The graphics chip company made a profit of $11.8 million or five cents a share, above the three cents a share Canadian analysts had anticipated and Wall Street's four cents a share. The quarter, which ended 30 November 2000, saw revenues reach $350.5 million.

Both figures are well down on the year-ago quarter, which recorded revenues of $413.5 million and earnings of $54.5 million (25 cents a share).

That's based on net income - factoring in one-off items, ATI lost $45 million (seven cents a share) in its most recently completed quarter, compared to profits of $53.6 million in Q1 2000. Q1 2001's biggest one-off item related to the company's purchase of ArtX.

It blamed the fall in revenue on tougher competition - step forward, Nvidia - and a shift on the part of European OEMs to integrated graphics products rather than discrete add-in cards.

Looking ahead, ATI warned that the current quarter, due to be completed at the end of February, will generate small revenues still, down to $300 million and, despite the $5 million the company shaved off its costs during Q1 and the three per more it expects to cut in Q2, it will only break even, after adjustments.

→ **WRITTEN EXERCISE**
Repeat the ATI earnings report word for word, from start to finish. The listing has no connection to the ATI earnings report.

→ **DATASET ENTRIES**
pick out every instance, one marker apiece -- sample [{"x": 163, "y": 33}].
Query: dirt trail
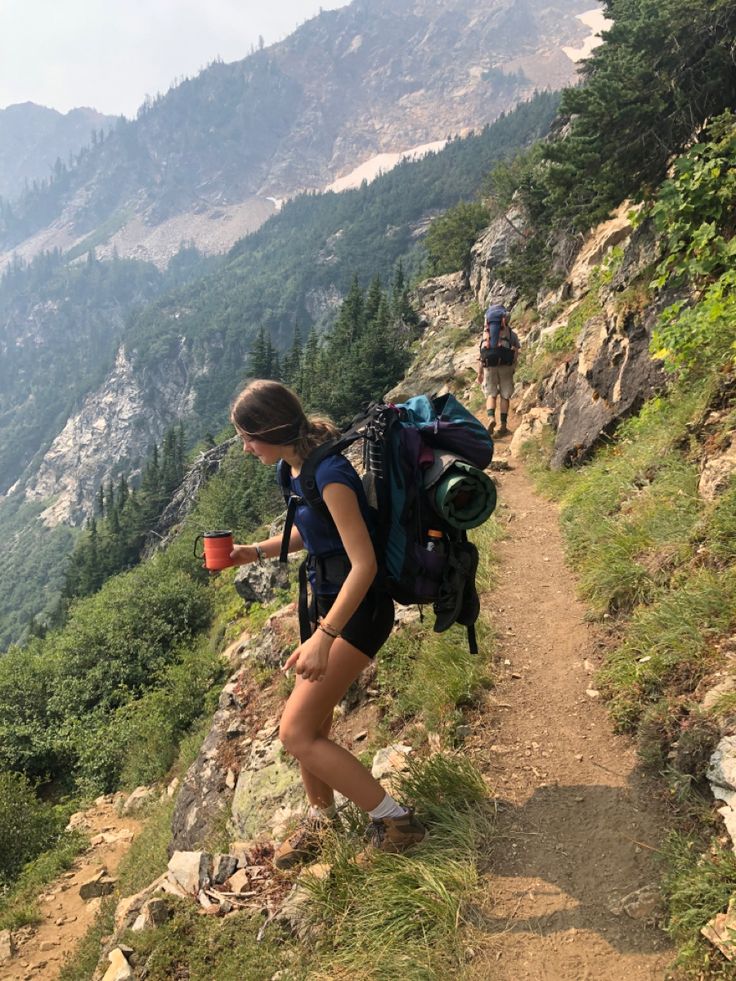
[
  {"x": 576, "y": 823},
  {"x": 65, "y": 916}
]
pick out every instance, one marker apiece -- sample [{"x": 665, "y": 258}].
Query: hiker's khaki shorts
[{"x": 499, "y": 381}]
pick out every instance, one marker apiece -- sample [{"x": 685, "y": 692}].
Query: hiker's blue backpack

→ **WORKED SOLUTION**
The graphics chip company made a profit of $11.8 million or five cents a share, above the three cents a share Canadian analysts had anticipated and Wall Street's four cents a share. The quarter, which ended 30 November 2000, saw revenues reach $350.5 million.

Both figures are well down on the year-ago quarter, which recorded revenues of $413.5 million and earnings of $54.5 million (25 cents a share).

That's based on net income - factoring in one-off items, ATI lost $45 million (seven cents a share) in its most recently completed quarter, compared to profits of $53.6 million in Q1 2000. Q1 2001's biggest one-off item related to the company's purchase of ArtX.

It blamed the fall in revenue on tougher competition - step forward, Nvidia - and a shift on the part of European OEMs to integrated graphics products rather than discrete add-in cards.

Looking ahead, ATI warned that the current quarter, due to be completed at the end of February, will generate small revenues still, down to $300 million and, despite the $5 million the company shaved off its costs during Q1 and the three per more it expects to cut in Q2, it will only break even, after adjustments.